Your assignment: Return only the line containing "detect_objects — Locates the specified oyster" and each line after it, exactly as written, through the end of the records.

== Records provided ==

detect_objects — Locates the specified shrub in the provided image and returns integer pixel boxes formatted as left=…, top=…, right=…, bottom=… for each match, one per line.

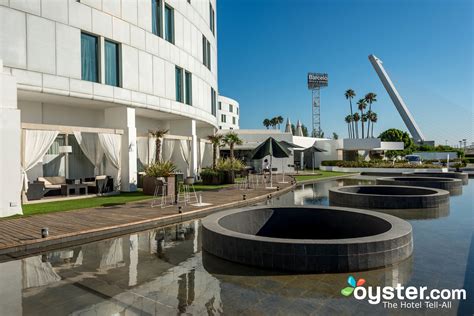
left=144, top=160, right=177, bottom=177
left=320, top=160, right=442, bottom=169
left=216, top=158, right=245, bottom=171
left=200, top=168, right=220, bottom=177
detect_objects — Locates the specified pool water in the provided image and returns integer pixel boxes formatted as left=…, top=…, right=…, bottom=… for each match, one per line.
left=0, top=177, right=472, bottom=315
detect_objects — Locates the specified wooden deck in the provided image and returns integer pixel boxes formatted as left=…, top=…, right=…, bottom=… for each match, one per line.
left=0, top=177, right=295, bottom=258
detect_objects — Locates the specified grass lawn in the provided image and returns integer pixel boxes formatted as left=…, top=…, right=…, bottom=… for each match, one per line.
left=293, top=170, right=354, bottom=182
left=19, top=191, right=153, bottom=217
left=17, top=182, right=236, bottom=217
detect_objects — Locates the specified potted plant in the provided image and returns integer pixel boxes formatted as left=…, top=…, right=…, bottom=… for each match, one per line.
left=143, top=160, right=177, bottom=195
left=216, top=158, right=244, bottom=184
left=200, top=168, right=222, bottom=185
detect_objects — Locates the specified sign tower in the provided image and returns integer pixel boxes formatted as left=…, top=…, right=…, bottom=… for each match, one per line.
left=307, top=73, right=328, bottom=137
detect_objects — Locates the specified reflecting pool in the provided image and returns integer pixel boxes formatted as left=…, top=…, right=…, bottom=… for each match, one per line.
left=0, top=177, right=472, bottom=315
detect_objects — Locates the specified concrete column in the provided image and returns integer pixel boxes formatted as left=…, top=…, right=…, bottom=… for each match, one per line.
left=191, top=119, right=198, bottom=178
left=0, top=60, right=22, bottom=217
left=104, top=107, right=137, bottom=192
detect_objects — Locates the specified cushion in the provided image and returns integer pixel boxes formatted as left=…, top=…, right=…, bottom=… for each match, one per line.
left=96, top=175, right=107, bottom=180
left=47, top=176, right=66, bottom=185
left=37, top=177, right=52, bottom=186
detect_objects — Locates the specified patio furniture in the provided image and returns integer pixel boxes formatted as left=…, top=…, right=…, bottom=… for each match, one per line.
left=177, top=177, right=198, bottom=205
left=26, top=182, right=48, bottom=200
left=36, top=176, right=74, bottom=196
left=82, top=175, right=112, bottom=194
left=151, top=177, right=173, bottom=208
left=61, top=183, right=88, bottom=196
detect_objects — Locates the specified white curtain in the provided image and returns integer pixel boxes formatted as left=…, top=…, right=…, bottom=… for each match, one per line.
left=21, top=130, right=59, bottom=190
left=162, top=138, right=175, bottom=162
left=148, top=136, right=159, bottom=164
left=73, top=132, right=104, bottom=175
left=136, top=136, right=149, bottom=168
left=98, top=239, right=124, bottom=270
left=99, top=133, right=121, bottom=190
left=179, top=139, right=191, bottom=176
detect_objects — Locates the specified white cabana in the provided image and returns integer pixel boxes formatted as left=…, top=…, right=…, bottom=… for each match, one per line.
left=74, top=132, right=104, bottom=175
left=99, top=133, right=122, bottom=190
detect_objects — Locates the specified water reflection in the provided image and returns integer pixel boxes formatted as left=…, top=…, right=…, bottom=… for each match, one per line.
left=0, top=177, right=471, bottom=315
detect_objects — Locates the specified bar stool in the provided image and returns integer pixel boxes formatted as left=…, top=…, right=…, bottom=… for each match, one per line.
left=177, top=176, right=198, bottom=205
left=151, top=177, right=173, bottom=208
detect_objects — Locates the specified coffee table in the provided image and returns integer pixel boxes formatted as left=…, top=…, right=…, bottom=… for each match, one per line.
left=61, top=183, right=88, bottom=196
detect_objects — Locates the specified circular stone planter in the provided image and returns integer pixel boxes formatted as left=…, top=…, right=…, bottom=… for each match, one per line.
left=329, top=185, right=450, bottom=209
left=404, top=172, right=468, bottom=185
left=376, top=177, right=462, bottom=195
left=202, top=206, right=413, bottom=273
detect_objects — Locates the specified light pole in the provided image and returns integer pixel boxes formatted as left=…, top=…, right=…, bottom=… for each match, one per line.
left=462, top=139, right=467, bottom=148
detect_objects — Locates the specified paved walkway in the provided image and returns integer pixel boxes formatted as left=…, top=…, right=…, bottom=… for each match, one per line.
left=0, top=175, right=295, bottom=258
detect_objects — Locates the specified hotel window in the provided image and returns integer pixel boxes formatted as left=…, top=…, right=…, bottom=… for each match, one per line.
left=229, top=104, right=233, bottom=113
left=232, top=117, right=236, bottom=125
left=202, top=35, right=211, bottom=70
left=105, top=40, right=120, bottom=87
left=218, top=101, right=221, bottom=110
left=152, top=0, right=163, bottom=37
left=185, top=71, right=192, bottom=105
left=237, top=107, right=239, bottom=115
left=81, top=32, right=99, bottom=83
left=221, top=114, right=226, bottom=123
left=209, top=2, right=215, bottom=35
left=211, top=87, right=216, bottom=116
left=175, top=66, right=183, bottom=102
left=165, top=4, right=174, bottom=43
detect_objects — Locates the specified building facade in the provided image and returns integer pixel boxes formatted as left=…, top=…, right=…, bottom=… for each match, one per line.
left=0, top=0, right=219, bottom=216
left=217, top=95, right=239, bottom=130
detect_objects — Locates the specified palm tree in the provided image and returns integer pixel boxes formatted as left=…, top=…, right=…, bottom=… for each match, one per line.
left=364, top=92, right=377, bottom=138
left=263, top=118, right=271, bottom=129
left=223, top=132, right=243, bottom=159
left=345, top=115, right=353, bottom=138
left=344, top=89, right=356, bottom=138
left=361, top=113, right=368, bottom=139
left=356, top=98, right=367, bottom=139
left=270, top=117, right=278, bottom=129
left=149, top=129, right=169, bottom=163
left=207, top=134, right=223, bottom=169
left=369, top=111, right=378, bottom=137
left=352, top=112, right=360, bottom=138
left=276, top=116, right=284, bottom=130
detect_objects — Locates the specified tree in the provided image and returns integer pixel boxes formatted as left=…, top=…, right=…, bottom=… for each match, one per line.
left=207, top=134, right=223, bottom=169
left=364, top=92, right=377, bottom=138
left=301, top=124, right=309, bottom=137
left=356, top=98, right=367, bottom=138
left=332, top=132, right=339, bottom=140
left=276, top=116, right=284, bottom=130
left=369, top=111, right=378, bottom=137
left=149, top=129, right=169, bottom=163
left=270, top=117, right=279, bottom=129
left=344, top=89, right=356, bottom=138
left=352, top=113, right=360, bottom=138
left=379, top=128, right=413, bottom=147
left=222, top=132, right=243, bottom=159
left=344, top=115, right=353, bottom=138
left=361, top=113, right=368, bottom=137
left=263, top=118, right=271, bottom=129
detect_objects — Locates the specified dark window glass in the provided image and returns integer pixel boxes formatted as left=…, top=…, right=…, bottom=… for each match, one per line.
left=105, top=40, right=120, bottom=87
left=185, top=71, right=192, bottom=105
left=81, top=33, right=99, bottom=82
left=152, top=0, right=163, bottom=37
left=176, top=67, right=183, bottom=102
left=165, top=5, right=174, bottom=43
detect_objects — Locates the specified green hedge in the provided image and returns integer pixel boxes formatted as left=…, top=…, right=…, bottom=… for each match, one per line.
left=320, top=160, right=442, bottom=169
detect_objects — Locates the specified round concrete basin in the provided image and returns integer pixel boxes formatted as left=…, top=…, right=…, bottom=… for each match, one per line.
left=404, top=172, right=468, bottom=185
left=329, top=185, right=450, bottom=209
left=376, top=177, right=462, bottom=195
left=202, top=206, right=413, bottom=273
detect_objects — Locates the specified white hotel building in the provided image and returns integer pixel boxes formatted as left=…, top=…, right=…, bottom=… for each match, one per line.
left=0, top=0, right=239, bottom=216
left=217, top=95, right=239, bottom=130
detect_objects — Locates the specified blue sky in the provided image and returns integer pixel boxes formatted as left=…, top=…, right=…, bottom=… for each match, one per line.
left=217, top=0, right=473, bottom=146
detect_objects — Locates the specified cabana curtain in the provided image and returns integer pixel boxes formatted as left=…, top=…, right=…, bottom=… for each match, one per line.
left=179, top=139, right=191, bottom=176
left=73, top=132, right=104, bottom=175
left=99, top=133, right=121, bottom=189
left=21, top=130, right=59, bottom=190
left=162, top=139, right=176, bottom=162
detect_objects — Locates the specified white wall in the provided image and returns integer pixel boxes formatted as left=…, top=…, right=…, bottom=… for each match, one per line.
left=217, top=95, right=239, bottom=130
left=0, top=61, right=22, bottom=216
left=0, top=0, right=219, bottom=127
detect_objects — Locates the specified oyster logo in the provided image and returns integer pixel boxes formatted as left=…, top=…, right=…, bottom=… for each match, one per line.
left=341, top=275, right=366, bottom=296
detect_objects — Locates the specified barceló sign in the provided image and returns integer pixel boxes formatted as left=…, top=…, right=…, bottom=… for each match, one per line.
left=308, top=72, right=328, bottom=88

===

Exercise solution:
detect_objects — Locates the specified oyster logo in the provided image and returns integer pixel boxes formatted as left=…, top=…, right=…, bottom=… for each match, one per line.
left=341, top=275, right=366, bottom=296
detect_objects — Locates the specified barceló sign in the provided image and returns integer pixel boxes formatted as left=…, top=…, right=…, bottom=… for each match, one per line.
left=308, top=72, right=328, bottom=88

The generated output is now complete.